AUFGABENSTELLUNG
Kopieren Sie aus dem Text über das Ballett „Giselle" wortgetreu den Abschnitt, der bei „Basierend auf Heinrich" beginnt und bei „spannungsvollen Entdeckung ein." endet.

TEXT ZUM LESEN
Mädchen trifft Junge, Junge trifft Mädchen – es könnte so einfach sein. Bei Giselle und Prinz Albrecht ist dem nicht so. Sie ist Hilarion versprochen, er soll Bathilde heiraten. Für einen kurzen Augenblick, für einen winzigen Wimpernschlag, ist die Liebe stärker und Giselle und Albrecht verlieren sich in ihr. Der Aufprall in der Realität gerät umso härter. Prinz Albrecht folgt seinen Pflichten, Giselle versinkt in Kummer und Wahnsinn, stirbt. Die Wilis, mythische Waldwesen, nehmen sie in ihre Gemeinschaft auf. Königin Myrtha erklärt ihr, dass sie als vor der Hochzeit betrogene Braut jeden Mann in den Tod tanzen muss, der sich in der Nacht im Wald verirrt.
Basierend auf Heinrich Heines Version der Wilis-Sage, erlebte das Ballett 1841 seine Uraufführung an der Pariser Oper. Adolphe Adam entwarf eine romantische Klangwelt, die weit mehr als bloße Begleitmusik des Tanzes war, sondern die die große Dramatik der italienischen musica lirica und die Drastik der Grand opéra ins Ballett überführt. Kleine, poetische Szenen und große, energiegeladene Ensemblesequenzen laden auch heute zur spannungsvollen Entdeckung ein.
Sa., 22.10.2022
Betty Otto
Tatjana Kadegge
23.10.2022
Das Handlungsballett ist zurück in Eisenach, mit Macht und mit Lust. Es ist eine Kernkompetenz des Ensembles um Andris Plucis und eine vergleichsweise sichere Bank im Spielplan, die unter Pandemiebedingungen unbesetz blieb. ... Alles in allem untersagt sich Plucis ganz und gar einem Deutungshorizonz. ... Lieber verbindet er handwerkliche Strenge mit künstlerischer Freiheit, klassisches Ballett mit Contemporary Dance, und erzählt uns diese alte Geschichte ganz schnörkellos. Ohne Tutu, ohne Chichi. .... Cara Verschraegen tanz Giselle als Springinsfeld und kecke Frohnatur, bis ihr das Lachen ein für alle Mal vergeht. Sie verwandelt unter den Wilis ihre barfüßig-bodenständige Elegnaz in ein geschmeidiges, durchscheinendes Wesen auf Spitz. Ihr Pax de deux unbeschwerter Liebelei mit Albrecht (Adson Lipaus Zocca) gerinnt in der Wiederbegegnung zur Geisterstunde zur hingebungsvollen Umklammerung auf die das liebende Loslassen folgt.

[Aus einer Sammlung entnommene Daten]
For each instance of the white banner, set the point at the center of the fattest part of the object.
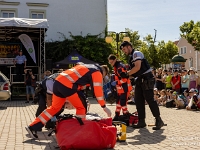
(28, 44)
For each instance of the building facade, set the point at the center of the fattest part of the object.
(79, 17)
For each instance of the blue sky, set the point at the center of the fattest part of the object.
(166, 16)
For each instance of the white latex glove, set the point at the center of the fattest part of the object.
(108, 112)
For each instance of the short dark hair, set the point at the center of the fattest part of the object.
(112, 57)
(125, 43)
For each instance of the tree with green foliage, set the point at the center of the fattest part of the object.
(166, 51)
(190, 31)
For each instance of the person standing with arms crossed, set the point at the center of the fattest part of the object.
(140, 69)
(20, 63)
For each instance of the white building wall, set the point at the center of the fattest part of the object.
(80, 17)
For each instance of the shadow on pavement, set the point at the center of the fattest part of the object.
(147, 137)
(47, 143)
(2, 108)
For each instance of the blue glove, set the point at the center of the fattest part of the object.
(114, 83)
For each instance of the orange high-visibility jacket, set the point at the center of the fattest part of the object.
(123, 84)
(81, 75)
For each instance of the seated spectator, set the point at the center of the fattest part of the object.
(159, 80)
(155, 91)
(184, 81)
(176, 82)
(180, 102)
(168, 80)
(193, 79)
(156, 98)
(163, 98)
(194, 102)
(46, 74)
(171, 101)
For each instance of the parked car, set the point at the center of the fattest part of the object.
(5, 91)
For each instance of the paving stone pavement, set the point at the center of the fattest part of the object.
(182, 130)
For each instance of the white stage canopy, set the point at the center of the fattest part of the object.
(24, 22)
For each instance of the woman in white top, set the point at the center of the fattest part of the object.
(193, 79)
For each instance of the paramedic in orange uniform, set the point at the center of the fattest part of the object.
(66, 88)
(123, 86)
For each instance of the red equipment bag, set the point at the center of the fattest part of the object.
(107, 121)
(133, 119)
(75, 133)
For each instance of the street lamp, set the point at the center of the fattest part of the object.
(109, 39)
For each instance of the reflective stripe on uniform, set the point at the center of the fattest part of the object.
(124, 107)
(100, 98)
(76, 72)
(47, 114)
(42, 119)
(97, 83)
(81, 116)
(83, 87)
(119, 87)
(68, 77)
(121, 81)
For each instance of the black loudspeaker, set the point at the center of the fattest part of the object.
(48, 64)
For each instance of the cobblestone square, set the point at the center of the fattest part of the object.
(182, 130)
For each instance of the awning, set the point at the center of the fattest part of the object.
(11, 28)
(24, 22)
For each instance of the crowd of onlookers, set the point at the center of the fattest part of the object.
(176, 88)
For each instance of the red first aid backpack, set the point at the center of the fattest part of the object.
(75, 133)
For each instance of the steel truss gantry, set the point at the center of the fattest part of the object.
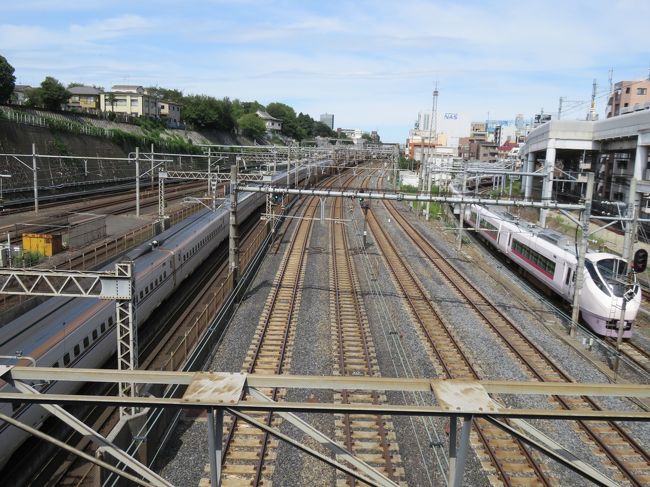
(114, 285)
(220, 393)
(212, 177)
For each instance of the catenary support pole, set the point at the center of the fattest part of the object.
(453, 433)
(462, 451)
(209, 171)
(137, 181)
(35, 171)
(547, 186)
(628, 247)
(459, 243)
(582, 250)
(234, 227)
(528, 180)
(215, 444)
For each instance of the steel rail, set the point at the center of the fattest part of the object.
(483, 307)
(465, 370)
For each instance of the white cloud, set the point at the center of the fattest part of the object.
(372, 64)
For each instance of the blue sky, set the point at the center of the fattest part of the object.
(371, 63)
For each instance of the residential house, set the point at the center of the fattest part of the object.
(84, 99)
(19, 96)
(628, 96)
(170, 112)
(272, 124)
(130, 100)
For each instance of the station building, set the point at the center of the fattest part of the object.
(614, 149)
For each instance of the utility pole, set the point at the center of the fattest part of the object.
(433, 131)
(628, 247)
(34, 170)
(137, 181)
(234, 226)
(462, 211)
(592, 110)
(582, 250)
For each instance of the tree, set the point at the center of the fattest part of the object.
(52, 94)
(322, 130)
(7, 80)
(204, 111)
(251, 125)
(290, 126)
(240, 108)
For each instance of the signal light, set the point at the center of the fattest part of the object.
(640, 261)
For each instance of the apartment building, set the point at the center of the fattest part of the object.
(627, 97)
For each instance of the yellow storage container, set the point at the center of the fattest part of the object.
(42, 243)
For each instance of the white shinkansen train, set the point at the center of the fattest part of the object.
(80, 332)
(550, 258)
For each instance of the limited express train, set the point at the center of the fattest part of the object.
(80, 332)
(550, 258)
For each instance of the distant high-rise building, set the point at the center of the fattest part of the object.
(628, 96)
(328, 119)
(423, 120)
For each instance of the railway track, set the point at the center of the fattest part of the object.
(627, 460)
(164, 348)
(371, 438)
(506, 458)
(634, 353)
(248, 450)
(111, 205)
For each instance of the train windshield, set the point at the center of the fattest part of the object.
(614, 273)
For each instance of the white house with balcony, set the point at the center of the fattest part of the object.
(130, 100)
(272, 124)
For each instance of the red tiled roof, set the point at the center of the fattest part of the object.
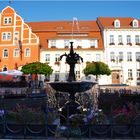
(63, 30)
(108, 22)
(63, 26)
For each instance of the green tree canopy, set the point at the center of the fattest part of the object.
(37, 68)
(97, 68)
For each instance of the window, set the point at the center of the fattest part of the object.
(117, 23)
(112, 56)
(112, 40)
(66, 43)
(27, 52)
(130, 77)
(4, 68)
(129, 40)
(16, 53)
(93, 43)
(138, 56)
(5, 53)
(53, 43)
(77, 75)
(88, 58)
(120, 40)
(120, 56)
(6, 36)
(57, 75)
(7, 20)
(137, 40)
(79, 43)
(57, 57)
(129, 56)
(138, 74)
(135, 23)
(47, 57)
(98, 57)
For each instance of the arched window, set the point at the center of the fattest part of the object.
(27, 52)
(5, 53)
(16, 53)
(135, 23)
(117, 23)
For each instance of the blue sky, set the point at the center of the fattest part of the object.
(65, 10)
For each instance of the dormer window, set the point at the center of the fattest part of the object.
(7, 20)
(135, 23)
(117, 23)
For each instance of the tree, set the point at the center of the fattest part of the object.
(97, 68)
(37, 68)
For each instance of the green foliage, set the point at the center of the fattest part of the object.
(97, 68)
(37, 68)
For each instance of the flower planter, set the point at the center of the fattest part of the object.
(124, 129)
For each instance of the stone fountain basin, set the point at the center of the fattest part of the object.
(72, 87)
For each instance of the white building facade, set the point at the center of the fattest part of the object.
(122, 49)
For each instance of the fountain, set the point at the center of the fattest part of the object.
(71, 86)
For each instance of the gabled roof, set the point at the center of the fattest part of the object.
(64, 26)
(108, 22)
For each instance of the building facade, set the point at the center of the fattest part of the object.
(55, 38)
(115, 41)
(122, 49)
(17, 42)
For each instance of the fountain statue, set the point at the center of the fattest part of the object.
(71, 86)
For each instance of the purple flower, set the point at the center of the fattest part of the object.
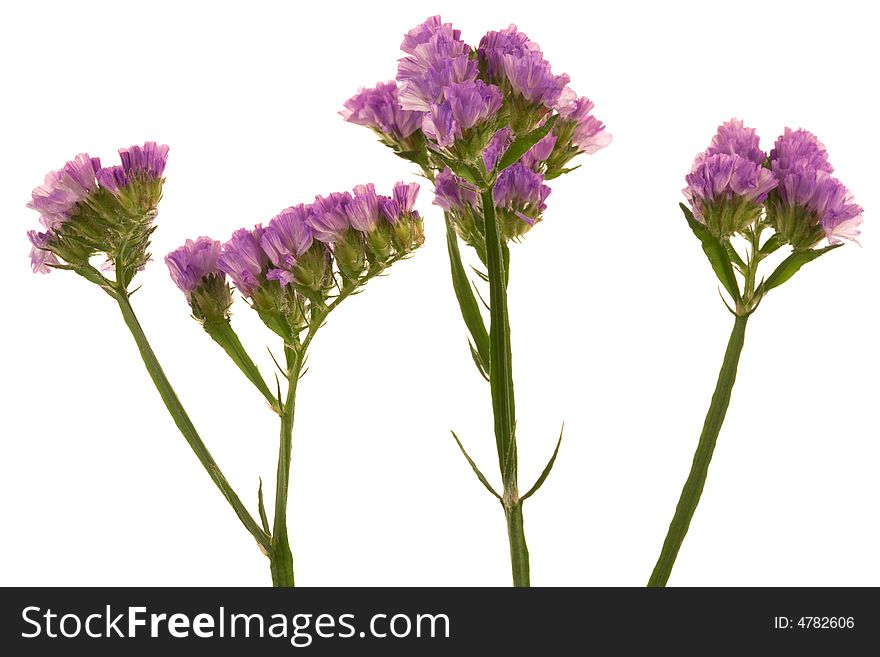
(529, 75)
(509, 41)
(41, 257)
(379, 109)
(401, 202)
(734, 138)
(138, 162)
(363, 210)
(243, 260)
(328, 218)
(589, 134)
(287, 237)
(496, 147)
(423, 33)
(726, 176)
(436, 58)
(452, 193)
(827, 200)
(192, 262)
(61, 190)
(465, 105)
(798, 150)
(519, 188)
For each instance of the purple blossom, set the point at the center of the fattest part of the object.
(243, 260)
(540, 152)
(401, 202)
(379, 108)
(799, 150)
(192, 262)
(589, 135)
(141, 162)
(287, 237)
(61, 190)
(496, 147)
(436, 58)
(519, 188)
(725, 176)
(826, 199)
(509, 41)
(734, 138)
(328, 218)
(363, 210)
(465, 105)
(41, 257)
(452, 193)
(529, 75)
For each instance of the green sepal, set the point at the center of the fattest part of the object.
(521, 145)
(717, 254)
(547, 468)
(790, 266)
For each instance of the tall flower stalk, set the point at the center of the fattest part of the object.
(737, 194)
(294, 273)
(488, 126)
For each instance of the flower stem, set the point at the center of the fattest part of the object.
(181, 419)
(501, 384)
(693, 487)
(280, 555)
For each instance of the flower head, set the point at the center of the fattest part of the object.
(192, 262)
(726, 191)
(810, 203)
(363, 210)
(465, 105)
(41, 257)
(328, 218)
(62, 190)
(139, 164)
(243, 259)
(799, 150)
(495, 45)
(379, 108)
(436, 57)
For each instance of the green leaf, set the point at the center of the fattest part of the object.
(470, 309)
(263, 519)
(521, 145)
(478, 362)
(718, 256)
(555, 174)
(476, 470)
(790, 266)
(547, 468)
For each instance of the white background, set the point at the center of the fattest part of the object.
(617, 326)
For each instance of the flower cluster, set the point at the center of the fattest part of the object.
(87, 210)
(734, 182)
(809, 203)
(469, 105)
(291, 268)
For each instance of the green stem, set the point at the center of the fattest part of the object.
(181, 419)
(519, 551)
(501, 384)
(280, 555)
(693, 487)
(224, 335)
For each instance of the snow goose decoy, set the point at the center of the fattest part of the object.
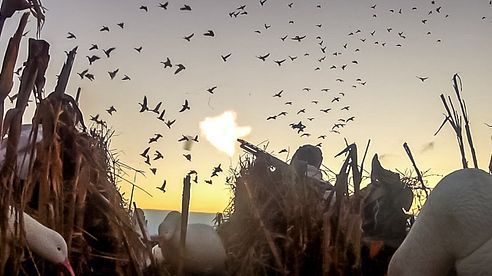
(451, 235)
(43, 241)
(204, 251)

IHRE LÖSUNG
Basierend auf Heinrich Heines Version der Wilis-Sage, erlebte das Ballett 1841 seine Uraufführung an der Pariser Oper. Adolphe Adam entwarf eine romantische Klangwelt, die weit mehr als bloße Begleitmusik des Tanzes war, sondern die die große Dramatik der italienischen musica lirica und die Drastik der Grand opéra ins Ballett überführt. Kleine, poetische Szenen und große, energiegeladene Ensemblesequenzen laden auch heute zur spannungsvollen Entdeckung ein.